■ Parts of the exercise:
a: From the passage on stress and dog bites below, pull out everything from "Bites are usually" down to "game is over.", word for word.
b: Pick up the passage on stress and dog bites below after its last sentence and keep writing it.

■ Provided passage:
▽
Bites are usually caused by an accumulation of stressors. Each time a dog is exposed to a stressor, stress hormones are dumped into the brain. These stress hormones are like the puzzle pieces in Tetris. They build up over time. You have to actively reduce the stress (like a Tetris player clearing lines) through management, desensitization, counter conditioning, and general stress reduction techniques. If you are not taking steps to reduce the stress, it begins to accumulate. The dumping of stress hormones into the brain leaves the dog increasingly sensitized to stressors, which replicates the puzzle pieces dropping faster and faster until you eventually reach the threshold. Soon, the dog bites. The game is over.

Stressors vary in individual dogs. One dog may be stressed by loud noises, nail trimming, men with beards, wearing a shock collar, foul weather, and a bad diet. Another dog may not seemingly respond to these factors but is sensitive to visits to the vet's office, small children, cats, people that smell like beer, dogs walking past the fenced in yard, and people approaching or entering the home. Every dog has stressors (commonly called "triggers") and a big part of effective behavioral modification strategies is identifying these as accurately and thoroughly as possible, which allows behavior consultants and handlers to focus their efforts most efficiently. Stressors, like Tetris pieces, accumulate over time.

Bite thresholds also vary. Admittedly, you have to "push" some dogs a lot more than others to elicit a bite. Some very fearful, stressed, or aggressive dogs may require very little provocation before biting. Other dogs tolerate unbelievable amounts of stress before resorting to using their teeth to defend themselves. Working with the latter group of dogs is like playing the first level of Tetris. The pieces move slowly. It's relatively easy to clear lines quickly enough to prevent a bite. Working with the former group of dogs, those who have a low bite threshold, is like playing Tetris at level 57. Because the dog is so easily stressed, it's also like starting with your screen 3/4 full. When working with the latter group of dogs, if the screen is never really cleared and the stress hormones are not reduced, eventually the dog's threshold lowers even further. You're playing with a smaller screen, and now it's even easier to lose.

Whenever I talk to a client about a biting dog, we first work together at establishing the triggers. What things would make this dog more likely to bite? Then we talk about the previous week of the dog's life - what did the dog do?
△
Rows from a data source:
▽
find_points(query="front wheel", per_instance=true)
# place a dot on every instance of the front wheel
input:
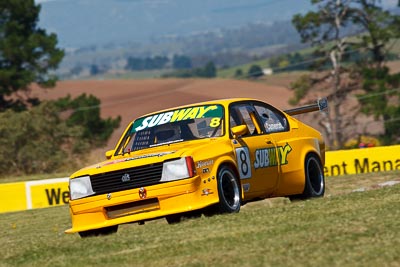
(228, 191)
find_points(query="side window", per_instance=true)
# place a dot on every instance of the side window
(244, 114)
(273, 120)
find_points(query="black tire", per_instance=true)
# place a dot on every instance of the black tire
(228, 191)
(314, 179)
(102, 231)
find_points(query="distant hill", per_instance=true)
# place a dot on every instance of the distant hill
(82, 23)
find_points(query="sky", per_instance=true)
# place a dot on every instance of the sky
(386, 3)
(82, 23)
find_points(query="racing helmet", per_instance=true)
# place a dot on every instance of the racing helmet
(167, 132)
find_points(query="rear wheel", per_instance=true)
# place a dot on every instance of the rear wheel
(102, 231)
(314, 179)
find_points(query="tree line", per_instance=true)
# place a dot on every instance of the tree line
(40, 136)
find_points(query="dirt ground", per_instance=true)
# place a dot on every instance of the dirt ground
(132, 98)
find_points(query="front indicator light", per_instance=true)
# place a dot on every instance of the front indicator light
(80, 187)
(178, 169)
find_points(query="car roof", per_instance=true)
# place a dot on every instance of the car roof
(224, 102)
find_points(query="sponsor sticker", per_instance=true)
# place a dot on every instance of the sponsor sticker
(178, 115)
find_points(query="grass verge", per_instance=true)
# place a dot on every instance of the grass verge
(345, 228)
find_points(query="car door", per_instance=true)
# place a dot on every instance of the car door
(256, 153)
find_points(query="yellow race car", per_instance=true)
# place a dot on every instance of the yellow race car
(204, 158)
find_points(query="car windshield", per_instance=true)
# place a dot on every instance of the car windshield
(173, 126)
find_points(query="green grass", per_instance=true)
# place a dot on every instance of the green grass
(344, 228)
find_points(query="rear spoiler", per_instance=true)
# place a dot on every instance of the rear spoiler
(322, 105)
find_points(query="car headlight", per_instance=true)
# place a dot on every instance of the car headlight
(178, 169)
(80, 187)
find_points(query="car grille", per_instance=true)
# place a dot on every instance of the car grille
(126, 179)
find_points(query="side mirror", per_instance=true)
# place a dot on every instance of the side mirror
(109, 153)
(239, 130)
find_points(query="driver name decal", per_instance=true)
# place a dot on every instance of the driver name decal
(267, 157)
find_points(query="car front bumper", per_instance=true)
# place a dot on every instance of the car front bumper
(136, 205)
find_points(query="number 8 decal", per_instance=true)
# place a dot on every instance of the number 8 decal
(243, 162)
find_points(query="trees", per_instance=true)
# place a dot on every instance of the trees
(38, 141)
(255, 71)
(85, 111)
(27, 53)
(327, 29)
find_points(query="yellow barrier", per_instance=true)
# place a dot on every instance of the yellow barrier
(54, 192)
(33, 194)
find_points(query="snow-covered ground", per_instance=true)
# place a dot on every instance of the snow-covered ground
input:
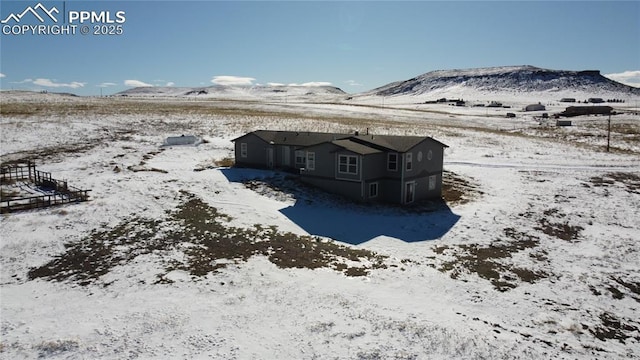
(540, 262)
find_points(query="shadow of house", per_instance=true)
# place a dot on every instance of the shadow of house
(356, 226)
(337, 217)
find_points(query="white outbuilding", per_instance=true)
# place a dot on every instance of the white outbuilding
(182, 140)
(534, 107)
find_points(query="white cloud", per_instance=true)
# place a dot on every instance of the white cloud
(232, 80)
(136, 83)
(51, 83)
(631, 78)
(22, 82)
(313, 83)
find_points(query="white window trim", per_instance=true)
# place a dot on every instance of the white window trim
(377, 187)
(389, 161)
(348, 164)
(310, 160)
(300, 155)
(433, 181)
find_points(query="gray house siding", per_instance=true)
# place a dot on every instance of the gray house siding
(325, 172)
(256, 154)
(357, 167)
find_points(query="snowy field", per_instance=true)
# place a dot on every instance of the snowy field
(178, 256)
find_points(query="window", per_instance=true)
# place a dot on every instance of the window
(392, 162)
(243, 149)
(311, 161)
(348, 164)
(409, 192)
(300, 158)
(373, 190)
(432, 182)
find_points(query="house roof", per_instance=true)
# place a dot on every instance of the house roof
(361, 144)
(295, 138)
(394, 142)
(358, 148)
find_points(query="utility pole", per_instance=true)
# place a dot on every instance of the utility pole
(609, 132)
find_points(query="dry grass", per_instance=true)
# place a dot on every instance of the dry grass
(208, 243)
(491, 262)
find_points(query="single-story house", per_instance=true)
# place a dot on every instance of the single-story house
(387, 168)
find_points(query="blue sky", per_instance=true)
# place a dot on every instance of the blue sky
(354, 45)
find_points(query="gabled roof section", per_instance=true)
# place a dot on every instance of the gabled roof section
(394, 142)
(295, 138)
(361, 144)
(355, 147)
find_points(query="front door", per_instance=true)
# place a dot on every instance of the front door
(286, 156)
(269, 157)
(409, 192)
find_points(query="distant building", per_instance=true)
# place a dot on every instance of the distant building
(395, 169)
(534, 107)
(182, 140)
(586, 110)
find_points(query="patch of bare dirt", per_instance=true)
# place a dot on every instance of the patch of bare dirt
(209, 244)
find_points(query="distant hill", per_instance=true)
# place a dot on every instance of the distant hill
(508, 79)
(237, 92)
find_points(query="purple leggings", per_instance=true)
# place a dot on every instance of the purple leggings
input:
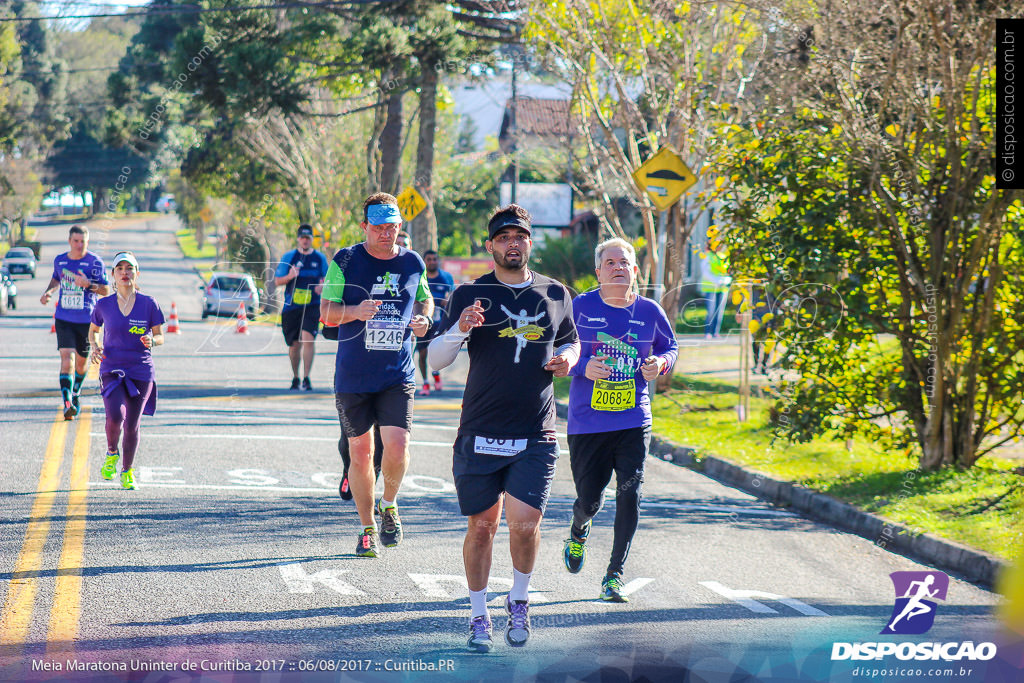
(125, 411)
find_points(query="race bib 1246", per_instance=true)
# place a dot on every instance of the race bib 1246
(384, 335)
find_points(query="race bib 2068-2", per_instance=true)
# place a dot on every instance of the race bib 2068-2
(613, 395)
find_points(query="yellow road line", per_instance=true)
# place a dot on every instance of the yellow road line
(67, 608)
(16, 615)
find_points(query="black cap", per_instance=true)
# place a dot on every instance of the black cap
(509, 221)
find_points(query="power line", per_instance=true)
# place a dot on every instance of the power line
(194, 9)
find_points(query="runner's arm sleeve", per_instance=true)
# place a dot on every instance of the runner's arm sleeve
(443, 349)
(156, 315)
(566, 338)
(334, 285)
(423, 290)
(665, 345)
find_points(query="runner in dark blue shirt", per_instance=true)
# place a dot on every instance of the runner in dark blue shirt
(441, 285)
(376, 293)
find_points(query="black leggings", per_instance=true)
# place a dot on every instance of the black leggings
(378, 451)
(593, 459)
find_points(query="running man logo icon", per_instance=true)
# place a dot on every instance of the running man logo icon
(523, 330)
(913, 612)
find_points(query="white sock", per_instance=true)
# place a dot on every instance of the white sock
(520, 586)
(478, 603)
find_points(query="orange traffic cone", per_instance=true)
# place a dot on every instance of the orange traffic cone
(172, 324)
(242, 326)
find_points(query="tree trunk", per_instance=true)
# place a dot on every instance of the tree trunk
(390, 144)
(424, 227)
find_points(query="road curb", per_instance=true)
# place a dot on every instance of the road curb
(975, 565)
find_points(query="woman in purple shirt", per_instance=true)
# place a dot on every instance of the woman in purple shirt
(131, 325)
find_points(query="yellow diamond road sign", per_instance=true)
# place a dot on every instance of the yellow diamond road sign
(665, 176)
(411, 203)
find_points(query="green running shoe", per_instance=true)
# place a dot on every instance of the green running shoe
(110, 466)
(611, 590)
(574, 552)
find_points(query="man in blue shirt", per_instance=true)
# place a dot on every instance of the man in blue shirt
(302, 271)
(376, 293)
(440, 284)
(80, 279)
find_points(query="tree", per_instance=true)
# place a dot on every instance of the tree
(87, 165)
(867, 198)
(645, 75)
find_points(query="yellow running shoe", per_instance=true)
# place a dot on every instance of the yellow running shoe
(110, 466)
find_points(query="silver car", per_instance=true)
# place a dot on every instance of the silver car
(225, 291)
(20, 260)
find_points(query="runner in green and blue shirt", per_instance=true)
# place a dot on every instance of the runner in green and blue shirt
(80, 280)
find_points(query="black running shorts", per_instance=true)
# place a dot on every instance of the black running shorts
(297, 319)
(480, 478)
(73, 335)
(387, 408)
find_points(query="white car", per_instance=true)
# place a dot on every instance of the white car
(20, 260)
(225, 291)
(166, 204)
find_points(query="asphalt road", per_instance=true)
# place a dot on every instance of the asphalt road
(236, 550)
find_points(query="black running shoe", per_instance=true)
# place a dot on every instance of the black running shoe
(479, 634)
(517, 628)
(343, 488)
(367, 545)
(611, 590)
(390, 525)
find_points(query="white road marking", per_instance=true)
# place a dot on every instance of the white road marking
(757, 512)
(152, 475)
(745, 598)
(251, 477)
(299, 582)
(329, 439)
(433, 586)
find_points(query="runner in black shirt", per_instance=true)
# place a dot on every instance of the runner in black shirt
(520, 334)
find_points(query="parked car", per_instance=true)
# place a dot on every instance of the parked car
(166, 204)
(225, 290)
(20, 260)
(8, 286)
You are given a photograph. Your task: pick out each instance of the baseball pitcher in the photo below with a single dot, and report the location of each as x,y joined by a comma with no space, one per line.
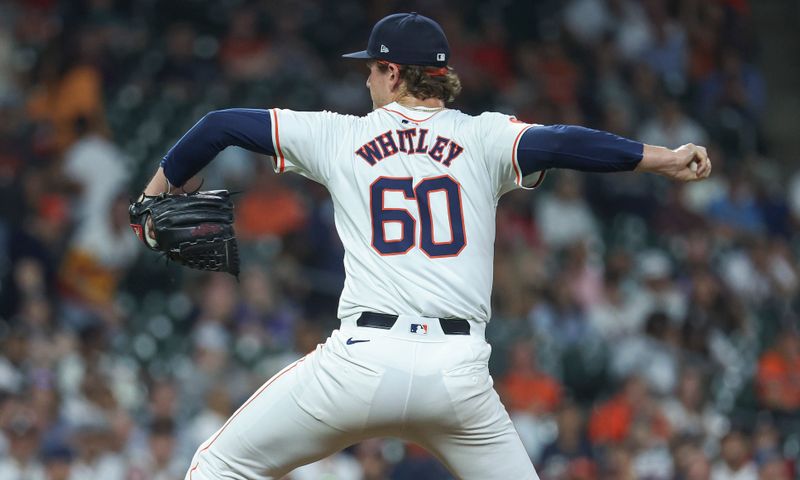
415,186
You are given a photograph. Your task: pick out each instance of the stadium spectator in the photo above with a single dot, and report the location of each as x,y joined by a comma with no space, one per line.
735,462
612,422
778,374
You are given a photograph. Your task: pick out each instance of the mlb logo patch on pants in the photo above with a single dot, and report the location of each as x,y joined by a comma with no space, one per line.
419,328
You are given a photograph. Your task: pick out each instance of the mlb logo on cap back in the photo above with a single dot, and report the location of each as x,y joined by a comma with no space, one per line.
407,39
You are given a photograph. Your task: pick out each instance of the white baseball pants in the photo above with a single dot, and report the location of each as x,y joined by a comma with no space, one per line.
428,388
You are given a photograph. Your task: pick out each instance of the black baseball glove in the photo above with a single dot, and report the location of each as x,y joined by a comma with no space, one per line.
△
■ Outputs for the tasks:
a:
Bites are usually caused by an accumulation of stressors. Each time a dog is exposed to a stressor, stress hormones are dumped into the brain. These stress hormones are like the puzzle pieces in Tetris. They build up over time. You have to actively reduce the stress (like a Tetris player clearing lines) through management, desensitization, counter conditioning, and general stress reduction techniques. If you are not taking steps to reduce the stress, it begins to accumulate. The dumping of stress hormones into the brain leaves the dog increasingly sensitized to stressors, which replicates the puzzle pieces dropping faster and faster until you eventually reach the threshold. Soon, the dog bites. The game is over.

b:
Looking at one of the dogs I mentioned earlier, here are the identified triggers: being muzzled, loud noises, nail trimming, men with beards, wearing a shock collar, being out in the rain, being restrained, and a bad diet. The dog bites on Tuesday. The dog has never bitten before. The owner is nervous and upset, she loves her dog and is disturbed by the appearance of new behavior in the dog she described as "really friendly."

After six years of inappropriate diet, the dog was malnourished and yet very overweight. For his entire life, he's subsisted on the canine equivalent of a diet comprised of Mountain Dew, potato chips, cheesecake, fast food, Snickers bars, and pixie sticks.

For the last few weeks, the owner has had construction crews at her house. The project is a big renovation. Two of the guys on the crew have beards, and the project makes lots of noise. Constant sounds of power tools and construction assault the ears of both human and canine residents for eight hours a day. This project has kept the owner quite busy, so she hasn't really had a lot of time to provide the dog with exercise, training, or his regular play dates.

Last Thursday, the dog went to the groomers. Because he has been known to snap at the groomer before when the groomer attempted to clip his nails, this time she muzzled the dog and had her assistant forcibly restrain him so they could "get it over with."

Sunday it started raining. Since then it has poured continuously. Monday night was the worst thunderstorm in fifty years, the dog couldn't sleep. The thunder continued well into the morning. The dog was terrified to go outside, but needed a potty break. The owner put the shock collar on and released the dog into the yard, "contained" by an electric fence. At this time, the bearded mailman approaches the house. The dog rushes the fence line to bark at the mailman. He receives an electric shock. He bites the mailman. The puzzle pieces have filled the screen, the game is over.

This dog is very likely, as the owner said, a "friendly" dog and is not technically "aggressive." He doesn't need to be euthanized, he needs stress reduction, training, and management. He needs an owner that is knowledgeable about body language. He needs a human guide who is empathetic and understanding, who does not put him in situations he isn't capable of handling comfortably.

It is not any single puzzle piece that loses the game in Tetris, it is all of the puzzle pieces. It is often not a single trigger, but an accumulation of triggers in a designated time period without stress relief which cause the bite event. Dogs don't "bite without warning," they bite when all their warning signals go unheeded. If you are concerned about your dog's biting, a qualified behavior professional will help you identify the warning signs and turn them into action plans. With new strategies, you can set your dog up to never lose the biting game again.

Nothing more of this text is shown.